SHORT TASK 1:
In the records, from the start through the line containing "pixel 1006 379", change every "Query" to "Label" and leave everything else unchanged. Return only those lines.

In contrast, a combination of Internet technologies makes it
possible to identify the search history of potential customers. Online
retailers generally make use of a standard programming device that
produces electronic files to tag individual customers with a unique
identification. Commonly referred to as cookies, these small computer
files are stored on the hard drive of the customer's computer.
Developers created cookies so that a Web site could maintain state even
though the HTTP protocol is stateless. This allows a Web site to
recognize an individual and accommodate multiple-item purchases from an
Internet retailer. (2) An unintended consequence of this technology is
that other Web sites, namely rival sellers, could use a second Internet
device called a Web bug to retrieve the identity of the Internet domain
that placed a cookie, even though the specific information content of
the cookie is typically encrypted. Two different types of Web bugs can
ascertain the search history of a customer. A Web bug is a
graphic--typically, one pixel by one pixel in size--on a Web page, and
it is designed to monitor who is reading the Web page. Web bugs are
virtually invisible because they are uncolored and so small. One type,
an executable Web bug, is a file that monitors a machine's traffic
and hard drive and periodically sends the information back to the Web
site that planted the bug on the machine. The second type is not
physically located on the machine and uses a technology called scripts
(e.g., JavaScript, ActiveX, and Perl) to scan a hard drive searching for
files. (3,4)

Records excerpted from a collection:
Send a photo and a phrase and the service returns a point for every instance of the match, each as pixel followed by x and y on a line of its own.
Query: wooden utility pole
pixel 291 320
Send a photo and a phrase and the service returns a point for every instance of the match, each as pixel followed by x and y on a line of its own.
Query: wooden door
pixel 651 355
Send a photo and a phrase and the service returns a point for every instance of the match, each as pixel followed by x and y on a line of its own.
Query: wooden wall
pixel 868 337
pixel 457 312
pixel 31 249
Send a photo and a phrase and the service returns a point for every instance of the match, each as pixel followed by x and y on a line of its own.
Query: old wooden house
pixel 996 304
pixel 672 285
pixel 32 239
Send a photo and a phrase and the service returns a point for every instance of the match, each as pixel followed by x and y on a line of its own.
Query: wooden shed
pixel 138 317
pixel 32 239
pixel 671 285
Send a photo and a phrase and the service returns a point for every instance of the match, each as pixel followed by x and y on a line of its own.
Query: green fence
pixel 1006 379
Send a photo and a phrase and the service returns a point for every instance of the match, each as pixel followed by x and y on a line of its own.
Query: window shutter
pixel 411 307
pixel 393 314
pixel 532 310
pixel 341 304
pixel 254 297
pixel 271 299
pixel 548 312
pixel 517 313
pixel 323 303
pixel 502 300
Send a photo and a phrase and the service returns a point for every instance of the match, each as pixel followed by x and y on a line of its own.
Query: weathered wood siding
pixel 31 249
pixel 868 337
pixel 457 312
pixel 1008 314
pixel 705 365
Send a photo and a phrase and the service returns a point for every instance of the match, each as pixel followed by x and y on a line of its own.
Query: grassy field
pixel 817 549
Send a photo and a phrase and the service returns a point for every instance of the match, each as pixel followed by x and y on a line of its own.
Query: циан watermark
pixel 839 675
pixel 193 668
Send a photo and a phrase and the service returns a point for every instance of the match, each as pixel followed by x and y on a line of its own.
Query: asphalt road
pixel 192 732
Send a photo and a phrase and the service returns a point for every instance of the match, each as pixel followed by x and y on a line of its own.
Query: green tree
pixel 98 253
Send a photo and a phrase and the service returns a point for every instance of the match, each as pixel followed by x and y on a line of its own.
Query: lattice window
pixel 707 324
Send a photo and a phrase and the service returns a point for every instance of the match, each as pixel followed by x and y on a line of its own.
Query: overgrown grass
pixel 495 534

SHORT TASK 2:
Go on with the text about cookies and Web bugs from the point where it stops.

EXPECTED OUTPUT 1:
Send a photo and a phrase and the service returns a point for every instance of the match, each as pixel followed by x and y on a line of its own.
Label: wooden utility pole
pixel 291 320
Send a photo and a phrase and the service returns a point for every instance of the match, each as pixel followed by x and y on a line of its own.
Label: wooden door
pixel 651 355
Send a photo and a phrase and the service returns a point for every instance of the match, each as pixel followed by x and y on a line of its own.
Label: wooden wall
pixel 868 337
pixel 457 312
pixel 31 249
Send a photo and a phrase and the service returns a point for every instance of the match, each as pixel followed by x and y on a line of its own.
Label: old wooden house
pixel 996 304
pixel 672 285
pixel 32 239
Send a photo and a phrase and the service returns a point for every instance of the match, each as pixel followed by x and y on a line of its own.
Label: wooden shed
pixel 138 317
pixel 32 239
pixel 671 285
Send a photo and a phrase and the service returns a point for every instance of the match, each as pixel followed by x and y on a line of its own.
Label: green fence
pixel 1006 379

EXPECTED OUTPUT 2:
Because the process of identifying a customer and posting an offer
price is electronic and immediate, sellers on the Internet can use this
technology to post dynamic, customer-specific prices. (5) However, the
major contributions to the rich literature on consumer search consider
only models in which firms post a single price regardless of how
informed the customer may be. For example, Braverman (1980), Varian
(1980), Stiglitz (1979), and Salop and Stiglitz (1977) assume that a
consumer is either fully informed or completely unaware of other
stores' prices and that each firm posts a single price to any
customer. Other work considers sequential consumer search, but again
each firm posts a single price regardless of how informed the customer
may be--see, for example, Stahl (1989), Stiglitz (1987), Rob (1985),
Burdett and Judd (1983), Carlson and McAfee (1983), and Wilde and
Schwartz (1979). (6) This article explores the fundamental changes to
traditional sequential customer search in posted offer markets when
firms have the ability to track customers and price discriminate accordingly.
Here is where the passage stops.